GIVEN REQUEST – Reproduce, word for word, the stretch of the records below from the line containing "# test: pointer marks one dot per instance of the man's" through the final line of the records.

MATERIAL PROVIDED –
....
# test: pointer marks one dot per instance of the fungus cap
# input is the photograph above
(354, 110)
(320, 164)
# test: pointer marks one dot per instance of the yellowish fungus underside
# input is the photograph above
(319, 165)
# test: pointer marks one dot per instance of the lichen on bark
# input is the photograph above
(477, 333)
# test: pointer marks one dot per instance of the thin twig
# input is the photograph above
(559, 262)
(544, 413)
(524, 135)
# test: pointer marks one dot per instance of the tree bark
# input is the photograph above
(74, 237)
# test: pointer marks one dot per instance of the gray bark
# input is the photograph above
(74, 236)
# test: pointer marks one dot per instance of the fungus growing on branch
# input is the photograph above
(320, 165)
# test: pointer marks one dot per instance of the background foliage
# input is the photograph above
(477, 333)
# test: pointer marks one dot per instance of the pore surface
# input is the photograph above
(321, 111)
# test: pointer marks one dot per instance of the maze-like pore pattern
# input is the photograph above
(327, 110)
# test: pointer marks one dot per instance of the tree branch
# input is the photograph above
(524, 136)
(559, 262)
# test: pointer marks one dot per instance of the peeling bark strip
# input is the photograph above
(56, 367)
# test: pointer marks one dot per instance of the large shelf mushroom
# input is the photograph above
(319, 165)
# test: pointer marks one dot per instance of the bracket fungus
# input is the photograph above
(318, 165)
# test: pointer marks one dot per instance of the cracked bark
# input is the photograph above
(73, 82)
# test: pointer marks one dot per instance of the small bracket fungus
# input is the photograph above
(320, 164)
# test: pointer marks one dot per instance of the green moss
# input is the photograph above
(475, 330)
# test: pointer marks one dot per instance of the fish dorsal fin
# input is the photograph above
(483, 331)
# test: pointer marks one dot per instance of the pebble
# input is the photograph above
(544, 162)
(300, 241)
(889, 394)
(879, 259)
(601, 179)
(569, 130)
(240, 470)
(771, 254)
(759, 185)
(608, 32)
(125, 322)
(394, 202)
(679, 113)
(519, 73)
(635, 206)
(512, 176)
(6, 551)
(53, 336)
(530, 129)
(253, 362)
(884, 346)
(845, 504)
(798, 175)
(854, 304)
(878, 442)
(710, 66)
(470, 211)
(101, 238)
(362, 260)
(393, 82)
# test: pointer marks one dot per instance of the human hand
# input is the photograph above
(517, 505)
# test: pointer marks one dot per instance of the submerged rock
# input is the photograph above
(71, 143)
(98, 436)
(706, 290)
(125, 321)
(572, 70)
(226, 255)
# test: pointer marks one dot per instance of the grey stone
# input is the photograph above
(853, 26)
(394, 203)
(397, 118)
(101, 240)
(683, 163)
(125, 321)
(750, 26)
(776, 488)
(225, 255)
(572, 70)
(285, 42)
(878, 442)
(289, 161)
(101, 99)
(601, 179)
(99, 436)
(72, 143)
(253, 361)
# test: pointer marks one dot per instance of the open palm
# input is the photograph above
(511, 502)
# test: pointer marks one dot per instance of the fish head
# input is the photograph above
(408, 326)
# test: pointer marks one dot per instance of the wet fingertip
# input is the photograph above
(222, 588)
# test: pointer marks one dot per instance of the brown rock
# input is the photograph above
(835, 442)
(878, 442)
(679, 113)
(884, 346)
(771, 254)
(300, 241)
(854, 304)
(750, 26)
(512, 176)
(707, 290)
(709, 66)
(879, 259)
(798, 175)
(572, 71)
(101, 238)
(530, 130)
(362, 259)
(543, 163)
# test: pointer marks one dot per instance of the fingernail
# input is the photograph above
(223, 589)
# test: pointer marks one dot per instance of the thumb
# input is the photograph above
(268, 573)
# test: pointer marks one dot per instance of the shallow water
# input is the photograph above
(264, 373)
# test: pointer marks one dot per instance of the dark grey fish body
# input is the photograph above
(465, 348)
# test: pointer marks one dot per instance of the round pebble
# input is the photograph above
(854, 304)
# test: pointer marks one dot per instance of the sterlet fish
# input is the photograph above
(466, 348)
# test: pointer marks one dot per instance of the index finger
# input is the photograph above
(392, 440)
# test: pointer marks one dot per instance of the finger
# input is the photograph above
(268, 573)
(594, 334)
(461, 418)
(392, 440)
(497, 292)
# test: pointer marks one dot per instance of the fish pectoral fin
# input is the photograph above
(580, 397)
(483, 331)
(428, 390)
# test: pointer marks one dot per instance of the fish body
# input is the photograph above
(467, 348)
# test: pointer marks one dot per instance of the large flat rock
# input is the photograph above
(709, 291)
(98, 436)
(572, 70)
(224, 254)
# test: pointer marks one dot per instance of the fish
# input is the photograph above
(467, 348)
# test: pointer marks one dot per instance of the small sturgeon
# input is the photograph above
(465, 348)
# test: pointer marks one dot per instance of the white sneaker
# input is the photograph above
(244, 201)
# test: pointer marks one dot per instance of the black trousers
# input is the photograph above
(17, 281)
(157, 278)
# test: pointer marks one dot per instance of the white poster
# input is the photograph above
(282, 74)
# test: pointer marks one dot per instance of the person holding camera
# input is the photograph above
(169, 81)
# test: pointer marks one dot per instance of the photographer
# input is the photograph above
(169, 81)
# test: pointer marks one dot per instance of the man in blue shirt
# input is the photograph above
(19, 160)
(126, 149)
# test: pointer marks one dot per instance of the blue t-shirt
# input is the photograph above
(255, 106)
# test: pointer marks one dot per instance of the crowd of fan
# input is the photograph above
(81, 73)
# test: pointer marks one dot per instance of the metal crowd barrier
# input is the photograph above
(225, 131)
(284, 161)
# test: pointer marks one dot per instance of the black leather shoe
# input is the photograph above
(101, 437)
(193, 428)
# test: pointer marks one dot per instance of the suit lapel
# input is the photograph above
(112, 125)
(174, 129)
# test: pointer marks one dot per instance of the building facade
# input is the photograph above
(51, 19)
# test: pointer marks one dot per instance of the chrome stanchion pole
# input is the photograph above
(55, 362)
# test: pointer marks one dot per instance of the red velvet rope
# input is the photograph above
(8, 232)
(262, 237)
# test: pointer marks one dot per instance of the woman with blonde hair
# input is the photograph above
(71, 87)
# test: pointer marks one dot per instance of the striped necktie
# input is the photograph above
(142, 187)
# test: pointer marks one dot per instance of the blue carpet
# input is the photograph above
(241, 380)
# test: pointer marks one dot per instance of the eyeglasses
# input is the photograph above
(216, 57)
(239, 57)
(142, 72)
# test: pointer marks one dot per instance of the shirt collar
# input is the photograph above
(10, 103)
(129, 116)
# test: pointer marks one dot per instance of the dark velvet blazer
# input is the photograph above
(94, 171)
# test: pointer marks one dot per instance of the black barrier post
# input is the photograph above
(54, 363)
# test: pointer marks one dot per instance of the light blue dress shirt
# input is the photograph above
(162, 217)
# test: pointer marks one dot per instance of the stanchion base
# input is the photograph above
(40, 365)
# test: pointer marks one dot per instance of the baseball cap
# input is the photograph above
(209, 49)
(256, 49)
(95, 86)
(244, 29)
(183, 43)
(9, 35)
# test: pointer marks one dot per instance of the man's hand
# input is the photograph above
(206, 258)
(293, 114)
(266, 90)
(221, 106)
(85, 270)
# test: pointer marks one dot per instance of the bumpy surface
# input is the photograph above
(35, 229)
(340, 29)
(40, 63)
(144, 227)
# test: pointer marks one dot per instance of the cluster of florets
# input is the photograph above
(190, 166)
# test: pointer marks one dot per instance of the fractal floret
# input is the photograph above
....
SOLUTION TO THIS PROBLEM –
# test: pointer marks one dot per instance of the man's hand
# input is the photograph above
(206, 258)
(293, 114)
(266, 90)
(221, 106)
(85, 270)
# test: pointer marks one dot per instance of the bumpy surface
# input is the photograph above
(35, 229)
(340, 29)
(40, 63)
(144, 227)
# test: pointer marks one dot per instance of the cluster of florets
# input is the photograph above
(190, 166)
# test: pointer marks one dot per instance of the fractal floret
# input is the photograph above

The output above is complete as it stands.